* **Teks yang Diberikan**
Dulu, oleh para pemberontak dan simpatisan DI/TII, NU dianggap sebagai pengkhianat Islam karena keluar dari Masjumi juga dianggap musuh utama DI/TII. Mereka menganggap NU membantu Republik Indonesia Kafir (RIK). Beberapa orang pimpinan cabang NU di Jawa Barat dibakar rumahnya oleh DI/TII, bahkan ada yg ditembak mati. Suatu rapat NU pernah diserang mereka.
Idham Chalid pun pernah berkata bahwa tugasnya yg paling berat adalah menghadapi gerombolan yg membawa dalil-dalil agama Islam, seperti Darul Islam Kartosuwiryo di Jawa Barat, Ibnu Hadjar di Kalimantan Selatan, Kahar Muzakkar di Sulawesi Selatan, dan Tengku Daud Beureueh di Aceh.

* **Daftar Baris**

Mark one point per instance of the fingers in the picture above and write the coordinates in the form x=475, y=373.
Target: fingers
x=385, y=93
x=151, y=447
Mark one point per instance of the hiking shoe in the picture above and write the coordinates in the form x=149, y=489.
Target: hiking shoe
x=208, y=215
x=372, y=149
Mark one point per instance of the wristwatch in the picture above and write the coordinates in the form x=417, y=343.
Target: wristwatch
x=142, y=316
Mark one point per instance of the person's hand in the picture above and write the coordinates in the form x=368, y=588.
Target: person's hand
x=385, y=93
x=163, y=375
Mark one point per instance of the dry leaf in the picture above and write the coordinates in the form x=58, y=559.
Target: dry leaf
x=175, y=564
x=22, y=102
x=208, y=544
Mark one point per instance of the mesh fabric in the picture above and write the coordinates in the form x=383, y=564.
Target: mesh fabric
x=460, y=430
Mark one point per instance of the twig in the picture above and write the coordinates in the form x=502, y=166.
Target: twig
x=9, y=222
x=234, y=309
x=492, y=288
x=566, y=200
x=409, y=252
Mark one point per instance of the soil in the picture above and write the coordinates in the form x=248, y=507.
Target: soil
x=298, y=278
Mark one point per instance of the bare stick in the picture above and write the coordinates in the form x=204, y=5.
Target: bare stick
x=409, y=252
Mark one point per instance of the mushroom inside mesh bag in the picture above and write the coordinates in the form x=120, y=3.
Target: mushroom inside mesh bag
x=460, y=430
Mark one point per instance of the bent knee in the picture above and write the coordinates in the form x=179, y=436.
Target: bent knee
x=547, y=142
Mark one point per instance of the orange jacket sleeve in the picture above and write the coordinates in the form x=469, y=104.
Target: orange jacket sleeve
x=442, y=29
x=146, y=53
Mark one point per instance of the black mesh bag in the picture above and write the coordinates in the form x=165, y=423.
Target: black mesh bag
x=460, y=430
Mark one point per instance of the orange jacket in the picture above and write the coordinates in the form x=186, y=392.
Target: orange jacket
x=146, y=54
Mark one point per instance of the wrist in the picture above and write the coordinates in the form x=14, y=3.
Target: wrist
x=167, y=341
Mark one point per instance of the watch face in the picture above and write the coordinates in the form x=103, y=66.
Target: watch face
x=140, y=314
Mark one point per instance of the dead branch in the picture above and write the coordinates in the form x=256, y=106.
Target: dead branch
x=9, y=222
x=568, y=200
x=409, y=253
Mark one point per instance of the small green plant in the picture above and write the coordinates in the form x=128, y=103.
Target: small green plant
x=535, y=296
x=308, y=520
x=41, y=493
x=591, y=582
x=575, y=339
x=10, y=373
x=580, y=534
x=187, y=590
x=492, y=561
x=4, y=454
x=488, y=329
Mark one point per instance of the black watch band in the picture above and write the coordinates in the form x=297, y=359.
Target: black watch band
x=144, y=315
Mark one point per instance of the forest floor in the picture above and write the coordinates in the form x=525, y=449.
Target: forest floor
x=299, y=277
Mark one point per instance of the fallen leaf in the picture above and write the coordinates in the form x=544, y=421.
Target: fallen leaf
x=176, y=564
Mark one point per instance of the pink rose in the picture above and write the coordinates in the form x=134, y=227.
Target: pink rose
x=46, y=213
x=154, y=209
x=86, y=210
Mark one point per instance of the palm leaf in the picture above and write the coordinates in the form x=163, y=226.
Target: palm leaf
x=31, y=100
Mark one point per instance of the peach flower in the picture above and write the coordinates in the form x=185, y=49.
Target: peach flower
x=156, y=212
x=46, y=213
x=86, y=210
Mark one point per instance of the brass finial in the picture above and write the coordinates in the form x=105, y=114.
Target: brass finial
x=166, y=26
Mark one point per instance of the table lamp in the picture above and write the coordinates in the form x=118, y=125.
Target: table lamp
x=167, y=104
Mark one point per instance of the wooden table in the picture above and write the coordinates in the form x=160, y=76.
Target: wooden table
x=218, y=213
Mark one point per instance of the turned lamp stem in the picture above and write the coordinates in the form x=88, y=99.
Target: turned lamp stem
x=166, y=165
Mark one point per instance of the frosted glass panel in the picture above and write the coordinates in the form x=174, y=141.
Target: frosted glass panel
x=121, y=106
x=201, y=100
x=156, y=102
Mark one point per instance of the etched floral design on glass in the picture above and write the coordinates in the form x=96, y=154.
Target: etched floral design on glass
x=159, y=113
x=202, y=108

* **Tujuan Latihan**
Salin bagian teks tentang NU dan DI/TII mulai dari "Idham Chalid pun" sampai dengan "Beureueh di Aceh.". Baris-baris di atas tidak berhubungan dengan teks.

* **Hasil Tugas**
Idham Chalid pun pernah berkata bahwa tugasnya yg paling berat adalah menghadapi gerombolan yg membawa dalil-dalil agama Islam, seperti Darul Islam Kartosuwiryo di Jawa Barat, Ibnu Hadjar di Kalimantan Selatan, Kahar Muzakkar di Sulawesi Selatan, dan Tengku Daud Beureueh di Aceh.